- [GOAL OF THE EXERCISE]
Without adding or dropping anything, copy the entries below.

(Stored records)
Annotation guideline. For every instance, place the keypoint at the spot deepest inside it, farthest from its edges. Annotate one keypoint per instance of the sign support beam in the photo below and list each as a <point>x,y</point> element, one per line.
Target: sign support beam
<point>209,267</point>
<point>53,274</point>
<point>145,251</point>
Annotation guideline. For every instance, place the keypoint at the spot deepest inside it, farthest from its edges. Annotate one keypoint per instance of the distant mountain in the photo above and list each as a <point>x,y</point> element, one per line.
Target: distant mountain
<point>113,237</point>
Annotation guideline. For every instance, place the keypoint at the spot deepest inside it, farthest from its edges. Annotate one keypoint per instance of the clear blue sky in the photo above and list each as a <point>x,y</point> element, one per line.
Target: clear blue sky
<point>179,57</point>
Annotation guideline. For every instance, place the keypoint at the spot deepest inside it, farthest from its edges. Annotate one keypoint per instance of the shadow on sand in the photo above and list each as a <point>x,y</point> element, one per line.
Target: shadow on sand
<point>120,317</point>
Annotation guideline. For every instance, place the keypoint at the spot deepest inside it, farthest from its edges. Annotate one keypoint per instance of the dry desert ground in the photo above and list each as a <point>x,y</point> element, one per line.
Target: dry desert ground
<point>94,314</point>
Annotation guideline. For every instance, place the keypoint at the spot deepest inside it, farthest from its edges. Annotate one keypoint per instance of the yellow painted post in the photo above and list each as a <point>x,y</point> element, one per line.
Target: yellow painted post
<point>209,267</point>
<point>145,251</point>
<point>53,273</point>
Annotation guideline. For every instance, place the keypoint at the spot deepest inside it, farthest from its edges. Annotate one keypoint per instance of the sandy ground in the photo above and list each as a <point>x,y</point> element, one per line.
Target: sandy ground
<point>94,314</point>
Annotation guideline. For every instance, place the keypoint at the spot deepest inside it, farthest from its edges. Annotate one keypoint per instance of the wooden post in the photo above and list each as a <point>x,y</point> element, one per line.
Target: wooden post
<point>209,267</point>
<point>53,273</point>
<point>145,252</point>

- [RESULT OF THE TASK]
Annotation guideline. For every instance, place the keypoint at the spot deepest inside it, farthest from its edges. Annotate one keypoint per instance of the sign support beam in the photo below and list each as a <point>x,y</point> element, one per line.
Target: sign support beam
<point>209,267</point>
<point>53,274</point>
<point>145,251</point>
Annotation guideline. For every instance, place the keypoint at the spot deepest inside it, farthest from its edges. Annotate one keypoint per instance of the distant mountain in the photo above and list each as a <point>x,y</point> element, one per line.
Target: distant mountain
<point>113,237</point>
Annotation guideline. For every instance, place the keypoint at the spot deepest inside it, farthest from its edges. Annotate one keypoint per instance of the clear blue sky in the photo above and list each as a <point>x,y</point> element, one per line.
Target: clear blue sky
<point>179,57</point>
Annotation guideline. For every instance, place the keypoint at the spot deepest inside it, farthest from its edges. Annotate one keypoint per instance of the shadow on sand in the photo above and list each as a <point>x,y</point> element, one per line.
Target: shadow on sand
<point>120,317</point>
Annotation guideline. For every instance, place the keypoint at the spot deepest inside it, farthest from its edges. Annotate one keypoint per instance of the dry desert ground in the photo above and list each as a <point>x,y</point> element, one per line.
Target: dry desert ground
<point>94,314</point>
Annotation guideline. For every instance, place the keypoint at the spot deepest inside it, farthest from its edges. Annotate one keypoint per instance of the yellow painted post in the photo above and list each as a <point>x,y</point> element, one per line.
Target: yellow painted post
<point>209,267</point>
<point>145,251</point>
<point>53,273</point>
Annotation guideline. For every instance, place the keypoint at the spot deepest inside it, farthest from its edges. Annotate one keypoint per instance of the sandy ground in the photo above and list each as a <point>x,y</point> element, one per line.
Target: sandy ground
<point>94,314</point>
Annotation guideline. For every instance, place the keypoint at the spot deepest inside it, farthest from its edges. Annotate one keypoint per instance of the wooden post in the photo above and list each as a <point>x,y</point> element, one per line.
Target: wooden post
<point>209,267</point>
<point>53,273</point>
<point>145,252</point>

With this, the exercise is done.